[Records from a collection]
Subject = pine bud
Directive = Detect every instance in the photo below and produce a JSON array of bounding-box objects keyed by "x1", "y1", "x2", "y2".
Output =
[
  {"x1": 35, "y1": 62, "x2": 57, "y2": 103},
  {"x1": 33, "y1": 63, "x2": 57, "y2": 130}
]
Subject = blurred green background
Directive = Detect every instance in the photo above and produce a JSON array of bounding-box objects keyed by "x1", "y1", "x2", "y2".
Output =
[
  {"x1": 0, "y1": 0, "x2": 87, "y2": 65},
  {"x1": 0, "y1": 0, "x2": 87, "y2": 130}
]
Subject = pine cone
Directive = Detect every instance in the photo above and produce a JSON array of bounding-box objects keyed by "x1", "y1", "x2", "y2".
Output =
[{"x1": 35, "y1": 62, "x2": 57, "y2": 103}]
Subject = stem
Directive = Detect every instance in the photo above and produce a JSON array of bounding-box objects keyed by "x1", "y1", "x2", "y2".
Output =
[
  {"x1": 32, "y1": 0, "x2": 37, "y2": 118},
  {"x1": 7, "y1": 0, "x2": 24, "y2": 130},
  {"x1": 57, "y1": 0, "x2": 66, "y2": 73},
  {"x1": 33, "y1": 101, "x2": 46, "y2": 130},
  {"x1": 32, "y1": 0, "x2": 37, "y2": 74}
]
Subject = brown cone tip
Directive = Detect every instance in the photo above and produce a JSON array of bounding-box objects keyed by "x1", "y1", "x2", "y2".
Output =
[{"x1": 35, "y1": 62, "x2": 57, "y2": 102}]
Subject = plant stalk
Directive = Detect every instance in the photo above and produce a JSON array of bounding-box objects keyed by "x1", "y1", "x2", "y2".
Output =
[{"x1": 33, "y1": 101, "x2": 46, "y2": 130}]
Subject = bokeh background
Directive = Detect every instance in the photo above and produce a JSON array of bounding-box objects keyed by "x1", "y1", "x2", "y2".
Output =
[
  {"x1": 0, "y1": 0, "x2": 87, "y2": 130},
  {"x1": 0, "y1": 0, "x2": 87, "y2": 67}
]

**Your objective**
Lines with the string "background": say how many appear in the entries above, giving the number alone.

**Reply to the task**
2